Records

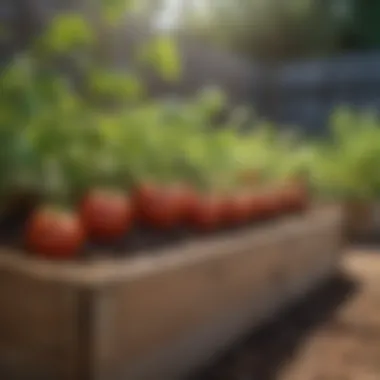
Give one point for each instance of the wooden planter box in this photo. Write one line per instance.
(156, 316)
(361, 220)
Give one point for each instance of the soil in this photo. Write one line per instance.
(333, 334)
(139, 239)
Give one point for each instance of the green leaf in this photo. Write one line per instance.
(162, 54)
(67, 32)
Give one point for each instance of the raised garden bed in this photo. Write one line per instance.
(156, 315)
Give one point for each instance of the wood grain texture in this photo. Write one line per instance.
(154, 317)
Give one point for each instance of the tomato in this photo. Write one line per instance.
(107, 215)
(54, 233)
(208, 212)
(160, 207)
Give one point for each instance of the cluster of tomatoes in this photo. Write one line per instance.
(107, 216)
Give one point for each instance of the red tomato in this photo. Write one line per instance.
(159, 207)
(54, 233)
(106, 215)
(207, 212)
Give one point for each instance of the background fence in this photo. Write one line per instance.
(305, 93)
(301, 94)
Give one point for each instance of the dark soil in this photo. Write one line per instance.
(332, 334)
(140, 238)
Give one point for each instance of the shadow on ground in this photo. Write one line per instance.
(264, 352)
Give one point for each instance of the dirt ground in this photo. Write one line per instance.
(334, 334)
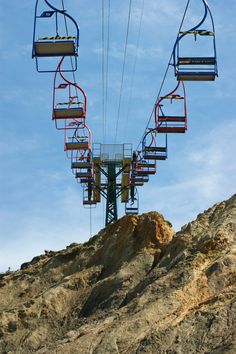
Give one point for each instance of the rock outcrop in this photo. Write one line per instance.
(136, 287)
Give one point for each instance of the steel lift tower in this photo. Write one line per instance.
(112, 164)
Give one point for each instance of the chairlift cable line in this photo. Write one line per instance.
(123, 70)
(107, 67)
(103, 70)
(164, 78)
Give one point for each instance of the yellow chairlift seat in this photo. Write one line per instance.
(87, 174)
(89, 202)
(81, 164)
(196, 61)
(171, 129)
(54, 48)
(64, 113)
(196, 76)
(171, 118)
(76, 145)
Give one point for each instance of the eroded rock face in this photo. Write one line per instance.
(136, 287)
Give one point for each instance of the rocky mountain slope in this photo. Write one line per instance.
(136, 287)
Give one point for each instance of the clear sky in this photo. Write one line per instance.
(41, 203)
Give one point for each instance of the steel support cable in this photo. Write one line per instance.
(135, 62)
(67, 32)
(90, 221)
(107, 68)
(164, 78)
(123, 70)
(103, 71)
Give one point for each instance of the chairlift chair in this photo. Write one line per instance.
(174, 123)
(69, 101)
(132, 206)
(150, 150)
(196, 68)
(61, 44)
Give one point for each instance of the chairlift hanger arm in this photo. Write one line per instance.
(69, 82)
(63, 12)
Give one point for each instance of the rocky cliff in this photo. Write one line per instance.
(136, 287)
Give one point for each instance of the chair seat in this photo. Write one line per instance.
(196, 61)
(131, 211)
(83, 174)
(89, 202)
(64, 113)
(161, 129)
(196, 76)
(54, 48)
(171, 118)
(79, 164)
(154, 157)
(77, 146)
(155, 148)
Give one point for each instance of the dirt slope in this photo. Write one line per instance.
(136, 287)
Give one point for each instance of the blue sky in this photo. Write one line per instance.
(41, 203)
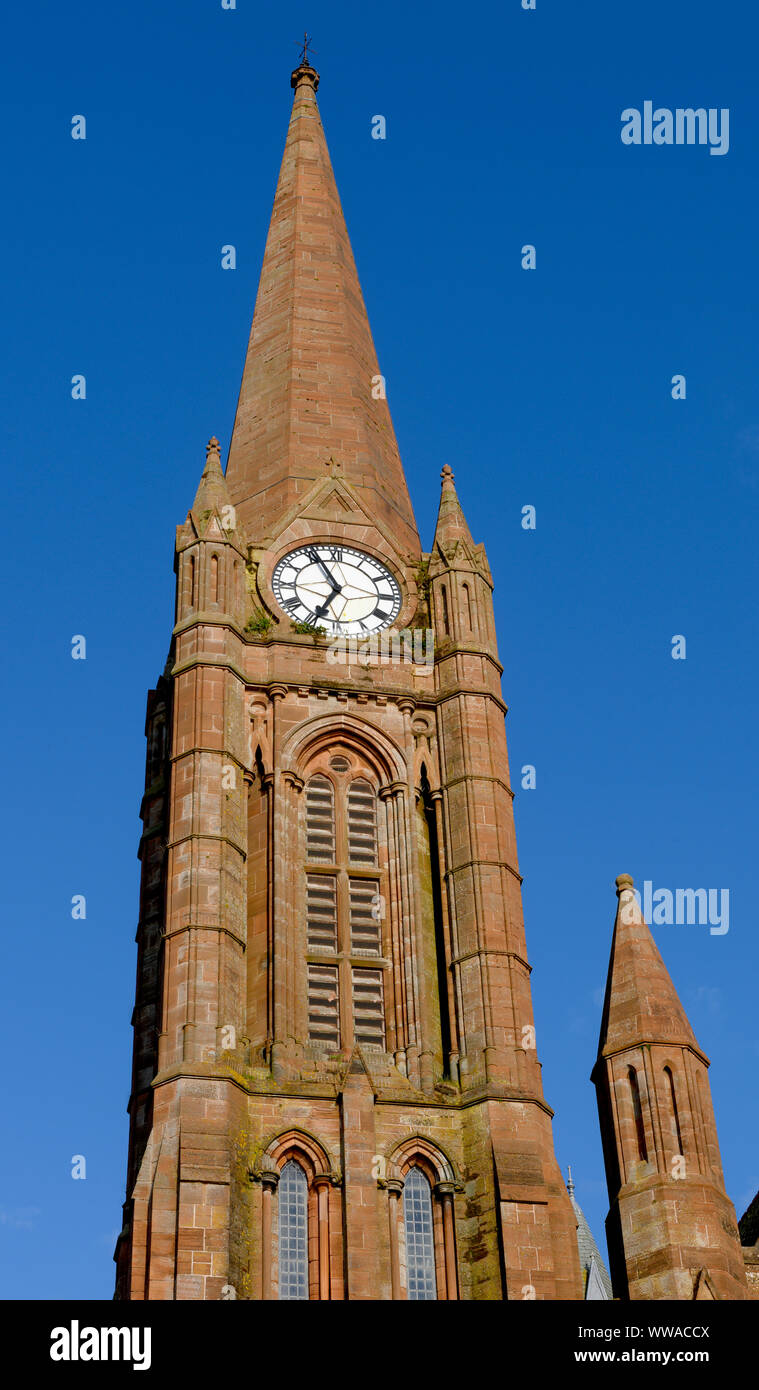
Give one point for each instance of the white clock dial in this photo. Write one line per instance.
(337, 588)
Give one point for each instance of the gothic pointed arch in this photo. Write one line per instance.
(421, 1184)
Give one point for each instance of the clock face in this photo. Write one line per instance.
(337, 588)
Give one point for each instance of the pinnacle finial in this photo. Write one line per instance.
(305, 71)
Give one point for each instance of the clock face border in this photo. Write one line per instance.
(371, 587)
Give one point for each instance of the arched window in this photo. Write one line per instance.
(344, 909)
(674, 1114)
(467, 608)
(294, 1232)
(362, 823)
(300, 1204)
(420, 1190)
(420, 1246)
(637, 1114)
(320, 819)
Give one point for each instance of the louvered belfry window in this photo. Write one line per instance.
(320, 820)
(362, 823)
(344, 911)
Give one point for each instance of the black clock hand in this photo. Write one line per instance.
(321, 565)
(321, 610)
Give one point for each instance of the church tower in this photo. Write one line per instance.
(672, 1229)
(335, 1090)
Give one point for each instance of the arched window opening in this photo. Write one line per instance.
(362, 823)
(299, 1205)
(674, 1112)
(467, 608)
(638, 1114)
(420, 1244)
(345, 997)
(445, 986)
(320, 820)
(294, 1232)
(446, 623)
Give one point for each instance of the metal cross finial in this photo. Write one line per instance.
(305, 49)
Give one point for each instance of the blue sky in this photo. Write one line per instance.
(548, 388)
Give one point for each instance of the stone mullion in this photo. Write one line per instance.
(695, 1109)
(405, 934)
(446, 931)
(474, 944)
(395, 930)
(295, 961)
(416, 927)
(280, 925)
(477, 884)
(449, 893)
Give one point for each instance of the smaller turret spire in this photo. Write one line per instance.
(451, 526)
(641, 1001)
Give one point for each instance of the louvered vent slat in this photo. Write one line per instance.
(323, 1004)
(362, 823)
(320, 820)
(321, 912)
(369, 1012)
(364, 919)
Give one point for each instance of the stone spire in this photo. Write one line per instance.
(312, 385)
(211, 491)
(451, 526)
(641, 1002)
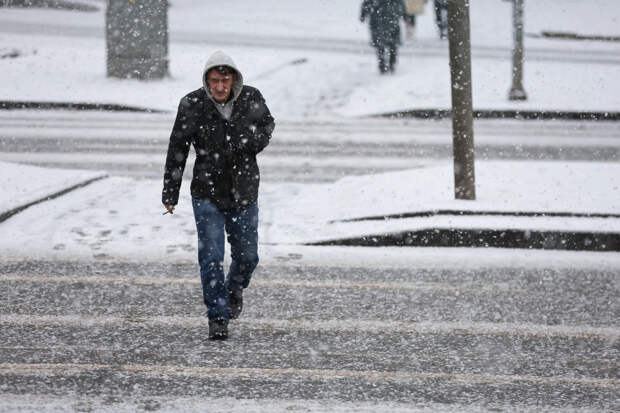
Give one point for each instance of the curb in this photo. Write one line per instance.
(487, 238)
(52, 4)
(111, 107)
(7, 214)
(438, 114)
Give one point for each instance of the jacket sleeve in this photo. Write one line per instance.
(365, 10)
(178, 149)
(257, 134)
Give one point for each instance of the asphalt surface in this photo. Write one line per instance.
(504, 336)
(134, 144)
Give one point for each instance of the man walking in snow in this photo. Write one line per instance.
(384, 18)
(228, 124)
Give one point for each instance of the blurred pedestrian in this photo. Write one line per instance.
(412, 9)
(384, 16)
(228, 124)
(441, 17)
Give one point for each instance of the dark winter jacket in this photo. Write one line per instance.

--- PROBLEM TO SOLVE ---
Convert the records above into a Markdown table with the columns n and Line, one row per line, skipping blank lines and leaving out the pictures.

--- REPLY ---
| n | Line |
|---|---|
| 1 | Give one point for each instance of the wooden planter box in this photo. Write one line per instance. |
| 2 | (156, 316) |
| 3 | (361, 220) |
| 4 | Give one point for each instance of the soil in this photo. Write one line per instance. |
| 5 | (333, 334) |
| 6 | (139, 239) |
| 7 | Give one point for each instance of the green leaf in this photo. Write one line per instance. |
| 8 | (162, 54) |
| 9 | (67, 32) |
| 10 | Give one point for each instance of the raised garden bed in this photo. Write one line per instance. |
| 11 | (156, 315) |
| 12 | Give one point for each instance of the wood grain texture in this photo. Write one line per instance. |
| 13 | (154, 317) |
| 14 | Give one point for each instance of the tomato in this photo. Write one line per instance. |
| 15 | (107, 215) |
| 16 | (54, 233) |
| 17 | (208, 212) |
| 18 | (160, 207) |
| 19 | Give one point for each instance of the cluster of tomatoes in this photo. Write one line per instance. |
| 20 | (107, 216) |
| 21 | Give one point for each instance of the red tomato in this photo. Write one line per instance. |
| 22 | (159, 207) |
| 23 | (54, 233) |
| 24 | (106, 215) |
| 25 | (207, 212) |
| 26 | Give one point for each instance of the background fence in this photo. Write one line per instance. |
| 27 | (305, 93) |
| 28 | (301, 94) |
| 29 | Give one point for each instance of the dark soil in this photo. Write one line per instance. |
| 30 | (332, 334) |
| 31 | (140, 238) |
| 32 | Give one point for each instance of the shadow on ground in this photo. Write one line per instance. |
| 33 | (264, 352) |
| 34 | Give one point for each instance of the dirt ground in this photo. Write one line per instance. |
| 35 | (334, 334) |
| 36 | Give one point for each instance of the rock outcrop in this photo. Write one line per instance. |
| 37 | (136, 287) |
| 38 | Give one point for each instance of the steel lift tower in this photo. Write one line per instance. |
| 39 | (112, 164) |
| 40 | Give one point for each instance of the chairlift cable line in this photo. Write one line per instance. |
| 41 | (123, 70) |
| 42 | (107, 67) |
| 43 | (103, 70) |
| 44 | (164, 78) |
| 45 | Give one point for each instance of the yellow chairlift seat in this photo. Write one line per instance. |
| 46 | (87, 174) |
| 47 | (89, 202) |
| 48 | (81, 164) |
| 49 | (196, 61) |
| 50 | (171, 129) |
| 51 | (54, 48) |
| 52 | (64, 113) |
| 53 | (196, 76) |
| 54 | (171, 118) |
| 55 | (76, 145) |
| 56 | Give one point for each instance of the eroded rock face in this photo. Write one line per instance. |
| 57 | (136, 287) |
| 58 | Give one point for each instance of the rocky mountain slope in this photo. Write one line per instance. |
| 59 | (136, 287) |
| 60 | Give one point for each instance of the clear sky in this photo. Write one line per instance. |
| 61 | (41, 203) |
| 62 | Give one point for each instance of the steel support cable in this photo. Write one line per instance. |
| 63 | (135, 62) |
| 64 | (67, 32) |
| 65 | (90, 221) |
| 66 | (107, 68) |
| 67 | (164, 78) |
| 68 | (123, 70) |
| 69 | (103, 71) |
| 70 | Give one point for each instance of the chairlift chair in this photo. Write one line per instance. |
| 71 | (174, 123) |
| 72 | (69, 101) |
| 73 | (132, 206) |
| 74 | (150, 150) |
| 75 | (196, 68) |
| 76 | (61, 44) |
| 77 | Give one point for each instance of the chairlift hanger arm in this photo. Write one line per instance. |
| 78 | (69, 82) |
| 79 | (63, 12) |
| 80 | Give one point for each instance of the rocky cliff in this photo. Write one line per instance. |
| 81 | (136, 287) |
| 82 | Give one point for each instance of the chair seat in this photo. Write one line per instance. |
| 83 | (196, 61) |
| 84 | (131, 211) |
| 85 | (83, 174) |
| 86 | (89, 202) |
| 87 | (64, 113) |
| 88 | (161, 129) |
| 89 | (196, 76) |
| 90 | (54, 48) |
| 91 | (171, 118) |
| 92 | (79, 164) |
| 93 | (154, 157) |
| 94 | (77, 146) |
| 95 | (155, 148) |
| 96 | Give one point for each instance of the dirt slope in this photo. Write one line per instance. |
| 97 | (136, 287) |
| 98 | Give one point for each instance of the blue sky in this photo. Write one line per instance. |
| 99 | (41, 203) |
| 100 | Give one point for each instance of the white clock dial in this photo. Write one line per instance. |
| 101 | (337, 588) |
| 102 | Give one point for each instance of the gothic pointed arch in this photo. Write one line per instance. |
| 103 | (421, 1184) |
| 104 | Give one point for each instance of the clock face in this photo. Write one line per instance. |
| 105 | (337, 588) |
| 106 | Give one point for each instance of the pinnacle finial in this photo. Write one line per instance. |
| 107 | (305, 71) |
| 108 | Give one point for each instance of the clock face border in this photo. Write one line per instance. |
| 109 | (371, 587) |
| 110 | Give one point for each instance of the arched window in this photo. Write one line per instance. |
| 111 | (344, 909) |
| 112 | (674, 1114) |
| 113 | (467, 608) |
| 114 | (294, 1232) |
| 115 | (362, 823) |
| 116 | (300, 1204) |
| 117 | (420, 1190) |
| 118 | (420, 1246) |
| 119 | (637, 1114) |
| 120 | (320, 819) |
| 121 | Give one point for each instance of the louvered belfry window in this photo. Write one line per instance. |
| 122 | (320, 820) |
| 123 | (362, 823) |
| 124 | (344, 911) |
| 125 | Give one point for each instance of the black clock hand in this photo. Write one line per instance. |
| 126 | (321, 565) |
| 127 | (321, 610) |
| 128 | Give one point for each instance of the church tower in this photo. Write one line per instance. |
| 129 | (672, 1229) |
| 130 | (335, 1090) |
| 131 | Give one point for each instance of the arched window opening in this photo. Write one line per instance. |
| 132 | (362, 823) |
| 133 | (299, 1205) |
| 134 | (674, 1112) |
| 135 | (467, 608) |
| 136 | (638, 1114) |
| 137 | (420, 1244) |
| 138 | (345, 997) |
| 139 | (445, 986) |
| 140 | (320, 820) |
| 141 | (294, 1232) |
| 142 | (446, 623) |
| 143 | Give one point for each instance of the metal cross finial in this photo. Write one line per instance. |
| 144 | (305, 49) |
| 145 | Give one point for each instance of the blue sky in this photo. Write one line per instance. |
| 146 | (548, 388) |
| 147 | Give one point for each instance of the stone mullion in this photo. Write one line per instance. |
| 148 | (695, 1109) |
| 149 | (405, 934) |
| 150 | (446, 931) |
| 151 | (474, 944) |
| 152 | (395, 930) |
| 153 | (295, 961) |
| 154 | (416, 927) |
| 155 | (280, 925) |
| 156 | (477, 884) |
| 157 | (449, 893) |
| 158 | Give one point for each instance of the smaller turret spire in this photo. Write one line per instance. |
| 159 | (451, 526) |
| 160 | (641, 1001) |
| 161 | Give one point for each instance of the louvered vent slat in this photo. Write one line per instance. |
| 162 | (323, 1004) |
| 163 | (362, 823) |
| 164 | (320, 820) |
| 165 | (321, 912) |
| 166 | (369, 1012) |
| 167 | (364, 919) |
| 168 | Give one point for each instance of the stone spire in this photo. Write one line per instance. |
| 169 | (312, 385) |
| 170 | (211, 491) |
| 171 | (451, 526) |
| 172 | (641, 1002) |
| 173 | Give one point for each instance of the curb in this photo. Write one line per instance. |
| 174 | (487, 238) |
| 175 | (52, 4) |
| 176 | (111, 107) |
| 177 | (7, 214) |
| 178 | (438, 114) |
| 179 | Give one point for each instance of the jacket sleeve in this photo. Write one line per instance. |
| 180 | (365, 10) |
| 181 | (178, 149) |
| 182 | (257, 134) |
| 183 | Give one point for each instance of the asphalt surface in this photo. Write one line per instance. |
| 184 | (504, 336) |
| 185 | (134, 144) |
| 186 | Give one point for each instance of the man walking in snow in this photo. Write one line per instance. |
| 187 | (384, 18) |
| 188 | (228, 124) |
| 189 | Give one point for each instance of the blurred pedestrian in this photo. Write one line per instance. |
| 190 | (412, 9) |
| 191 | (384, 16) |
| 192 | (228, 124) |
| 193 | (441, 17) |
| 194 | Give one point for each instance of the dark winter jacket in this photo. Write one line per instance. |